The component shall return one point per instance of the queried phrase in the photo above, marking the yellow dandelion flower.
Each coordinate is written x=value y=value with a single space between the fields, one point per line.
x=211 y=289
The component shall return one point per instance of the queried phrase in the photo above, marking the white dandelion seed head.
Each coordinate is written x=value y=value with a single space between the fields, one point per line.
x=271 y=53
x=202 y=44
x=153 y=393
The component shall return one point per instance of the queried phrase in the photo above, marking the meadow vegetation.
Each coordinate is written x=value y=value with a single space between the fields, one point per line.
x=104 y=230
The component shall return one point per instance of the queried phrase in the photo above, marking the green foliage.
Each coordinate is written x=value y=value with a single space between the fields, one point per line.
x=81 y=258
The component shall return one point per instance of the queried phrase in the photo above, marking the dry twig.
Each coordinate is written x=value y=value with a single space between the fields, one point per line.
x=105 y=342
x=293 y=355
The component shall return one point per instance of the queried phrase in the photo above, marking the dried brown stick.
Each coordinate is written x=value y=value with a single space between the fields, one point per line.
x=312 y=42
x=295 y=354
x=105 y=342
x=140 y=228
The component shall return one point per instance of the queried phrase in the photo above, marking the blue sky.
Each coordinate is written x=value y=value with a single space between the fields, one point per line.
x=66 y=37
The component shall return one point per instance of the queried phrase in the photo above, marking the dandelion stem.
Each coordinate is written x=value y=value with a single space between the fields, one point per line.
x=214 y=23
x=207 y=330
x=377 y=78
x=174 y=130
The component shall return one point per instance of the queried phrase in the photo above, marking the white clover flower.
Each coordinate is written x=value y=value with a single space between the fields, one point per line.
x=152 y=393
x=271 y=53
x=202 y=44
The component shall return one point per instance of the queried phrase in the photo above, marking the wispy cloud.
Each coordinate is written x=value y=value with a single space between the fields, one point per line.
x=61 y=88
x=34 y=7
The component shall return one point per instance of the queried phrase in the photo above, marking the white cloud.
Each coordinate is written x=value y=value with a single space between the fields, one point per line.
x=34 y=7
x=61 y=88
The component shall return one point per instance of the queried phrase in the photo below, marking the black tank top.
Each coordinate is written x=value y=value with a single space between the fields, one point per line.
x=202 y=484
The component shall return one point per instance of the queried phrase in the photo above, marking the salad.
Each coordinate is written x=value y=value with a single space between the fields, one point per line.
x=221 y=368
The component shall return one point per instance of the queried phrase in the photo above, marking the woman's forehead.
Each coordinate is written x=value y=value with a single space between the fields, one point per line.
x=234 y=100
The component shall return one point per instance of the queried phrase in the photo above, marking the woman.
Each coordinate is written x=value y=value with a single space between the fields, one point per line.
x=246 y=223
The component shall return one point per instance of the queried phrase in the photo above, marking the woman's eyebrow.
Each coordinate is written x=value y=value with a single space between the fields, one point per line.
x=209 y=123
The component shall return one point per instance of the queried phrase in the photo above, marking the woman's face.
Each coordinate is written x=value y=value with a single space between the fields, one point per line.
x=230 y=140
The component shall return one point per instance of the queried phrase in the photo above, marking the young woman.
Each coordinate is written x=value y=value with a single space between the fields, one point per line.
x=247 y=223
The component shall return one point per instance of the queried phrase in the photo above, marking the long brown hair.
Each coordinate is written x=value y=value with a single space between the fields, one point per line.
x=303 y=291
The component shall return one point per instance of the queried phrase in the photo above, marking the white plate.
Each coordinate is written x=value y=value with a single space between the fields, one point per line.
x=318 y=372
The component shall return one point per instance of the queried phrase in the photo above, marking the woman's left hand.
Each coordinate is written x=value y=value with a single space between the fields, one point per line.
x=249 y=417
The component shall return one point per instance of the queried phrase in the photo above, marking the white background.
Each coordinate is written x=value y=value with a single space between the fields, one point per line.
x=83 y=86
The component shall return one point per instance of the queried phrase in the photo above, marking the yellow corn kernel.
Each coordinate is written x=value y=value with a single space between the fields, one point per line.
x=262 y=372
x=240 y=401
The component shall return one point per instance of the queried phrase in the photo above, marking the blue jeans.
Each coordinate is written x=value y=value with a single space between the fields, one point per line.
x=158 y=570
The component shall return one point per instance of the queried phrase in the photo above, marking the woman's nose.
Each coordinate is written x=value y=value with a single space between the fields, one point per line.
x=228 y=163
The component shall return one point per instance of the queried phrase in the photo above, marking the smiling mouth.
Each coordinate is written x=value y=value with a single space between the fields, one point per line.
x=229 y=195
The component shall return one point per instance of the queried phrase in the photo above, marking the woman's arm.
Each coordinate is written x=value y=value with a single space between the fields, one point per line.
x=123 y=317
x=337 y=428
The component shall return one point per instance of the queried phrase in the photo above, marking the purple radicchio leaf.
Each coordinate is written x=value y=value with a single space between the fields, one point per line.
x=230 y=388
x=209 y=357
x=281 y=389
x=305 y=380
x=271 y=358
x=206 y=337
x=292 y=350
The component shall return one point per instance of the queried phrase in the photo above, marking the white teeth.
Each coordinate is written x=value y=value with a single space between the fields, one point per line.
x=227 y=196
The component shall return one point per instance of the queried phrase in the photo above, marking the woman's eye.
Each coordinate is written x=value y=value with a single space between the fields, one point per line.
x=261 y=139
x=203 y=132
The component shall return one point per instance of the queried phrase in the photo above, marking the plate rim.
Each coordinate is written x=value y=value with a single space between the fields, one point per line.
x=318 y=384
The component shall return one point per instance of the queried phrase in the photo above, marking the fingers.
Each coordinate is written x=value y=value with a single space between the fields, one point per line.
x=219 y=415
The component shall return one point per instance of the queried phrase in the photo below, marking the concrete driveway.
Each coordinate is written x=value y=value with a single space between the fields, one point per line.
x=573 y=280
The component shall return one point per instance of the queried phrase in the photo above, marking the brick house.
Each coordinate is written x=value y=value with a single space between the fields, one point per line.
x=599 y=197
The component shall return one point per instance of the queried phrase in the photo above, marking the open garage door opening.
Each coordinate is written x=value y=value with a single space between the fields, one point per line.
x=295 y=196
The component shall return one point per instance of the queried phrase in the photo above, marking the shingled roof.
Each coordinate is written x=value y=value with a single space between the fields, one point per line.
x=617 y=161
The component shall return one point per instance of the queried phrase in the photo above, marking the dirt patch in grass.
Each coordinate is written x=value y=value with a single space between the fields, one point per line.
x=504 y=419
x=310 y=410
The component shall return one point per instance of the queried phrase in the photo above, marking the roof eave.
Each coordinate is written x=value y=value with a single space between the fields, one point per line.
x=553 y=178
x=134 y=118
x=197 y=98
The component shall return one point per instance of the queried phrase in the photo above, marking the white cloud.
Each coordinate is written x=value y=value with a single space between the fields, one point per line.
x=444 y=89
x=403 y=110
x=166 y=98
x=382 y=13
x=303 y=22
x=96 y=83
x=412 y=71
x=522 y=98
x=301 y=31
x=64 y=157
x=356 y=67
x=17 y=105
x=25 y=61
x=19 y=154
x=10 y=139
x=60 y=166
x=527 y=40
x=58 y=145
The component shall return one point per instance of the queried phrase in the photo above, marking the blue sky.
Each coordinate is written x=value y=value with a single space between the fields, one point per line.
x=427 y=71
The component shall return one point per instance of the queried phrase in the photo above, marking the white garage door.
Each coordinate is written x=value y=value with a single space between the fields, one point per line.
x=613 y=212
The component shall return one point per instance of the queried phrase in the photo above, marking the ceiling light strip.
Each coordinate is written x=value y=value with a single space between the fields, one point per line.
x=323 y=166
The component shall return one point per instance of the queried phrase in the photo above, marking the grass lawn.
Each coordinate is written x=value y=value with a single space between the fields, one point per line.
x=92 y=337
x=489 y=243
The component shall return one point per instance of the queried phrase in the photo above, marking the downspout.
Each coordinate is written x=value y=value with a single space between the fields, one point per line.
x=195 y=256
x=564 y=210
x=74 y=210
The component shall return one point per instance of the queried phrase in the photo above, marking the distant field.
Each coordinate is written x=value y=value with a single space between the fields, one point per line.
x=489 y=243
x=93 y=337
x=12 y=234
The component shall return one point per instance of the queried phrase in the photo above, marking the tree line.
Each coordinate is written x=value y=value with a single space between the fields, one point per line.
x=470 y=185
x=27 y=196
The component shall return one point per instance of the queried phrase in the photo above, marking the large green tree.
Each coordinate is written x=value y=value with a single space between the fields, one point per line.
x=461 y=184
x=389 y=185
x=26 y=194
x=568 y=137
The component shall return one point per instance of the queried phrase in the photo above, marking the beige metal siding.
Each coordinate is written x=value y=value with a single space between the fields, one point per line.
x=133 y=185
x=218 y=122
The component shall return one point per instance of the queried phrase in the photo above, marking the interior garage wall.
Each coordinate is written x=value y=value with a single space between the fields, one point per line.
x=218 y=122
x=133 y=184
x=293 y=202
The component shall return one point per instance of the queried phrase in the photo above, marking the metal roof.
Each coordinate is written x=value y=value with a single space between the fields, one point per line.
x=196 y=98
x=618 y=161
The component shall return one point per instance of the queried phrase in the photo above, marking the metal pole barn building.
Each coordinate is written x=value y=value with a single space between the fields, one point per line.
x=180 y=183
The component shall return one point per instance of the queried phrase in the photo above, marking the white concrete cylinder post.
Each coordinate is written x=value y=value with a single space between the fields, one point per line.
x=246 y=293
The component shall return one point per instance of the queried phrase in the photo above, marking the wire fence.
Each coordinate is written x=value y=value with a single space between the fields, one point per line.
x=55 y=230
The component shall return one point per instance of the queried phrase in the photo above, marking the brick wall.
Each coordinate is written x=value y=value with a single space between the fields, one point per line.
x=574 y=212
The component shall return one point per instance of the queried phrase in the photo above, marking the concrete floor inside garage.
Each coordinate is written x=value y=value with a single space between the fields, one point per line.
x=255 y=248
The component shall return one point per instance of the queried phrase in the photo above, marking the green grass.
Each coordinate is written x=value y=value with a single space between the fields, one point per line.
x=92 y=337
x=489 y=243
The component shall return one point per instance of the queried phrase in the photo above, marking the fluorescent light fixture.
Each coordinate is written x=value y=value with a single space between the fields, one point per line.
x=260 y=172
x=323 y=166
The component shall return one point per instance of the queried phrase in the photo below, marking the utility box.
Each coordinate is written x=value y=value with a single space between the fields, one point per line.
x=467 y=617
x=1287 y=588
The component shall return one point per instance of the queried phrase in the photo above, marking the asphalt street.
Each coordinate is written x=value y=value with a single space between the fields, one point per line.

------------------------------------------------------------

Output as a JSON list of strings, one string per line, the lines from the one with "the woman's eyebrow." up to and including the one with "x=303 y=291", leaving out any blank lines. Cover only those lines.

[
  "The component shall return one point per instance of the queried phrase in the photo above, marking the woman's eyebrow.",
  "Each coordinate is written x=value y=value with a single space between the fields, one point per line.",
  "x=209 y=123",
  "The component shall return one point per instance of the queried phrase in the photo above, marking the woman's face.",
  "Each coordinate is written x=value y=value with a single space between the fields, one point per line.",
  "x=230 y=140",
  "The component shall return one point per instance of the queried phrase in the photo above, marking the young woman.",
  "Each coordinate is written x=value y=value with a single space between the fields, one point per line.",
  "x=247 y=223",
  "The component shall return one point per instance of the queried phrase in the photo above, marking the long brown hair.",
  "Each coordinate is written x=value y=value with a single space between the fields, one point per line.",
  "x=303 y=291"
]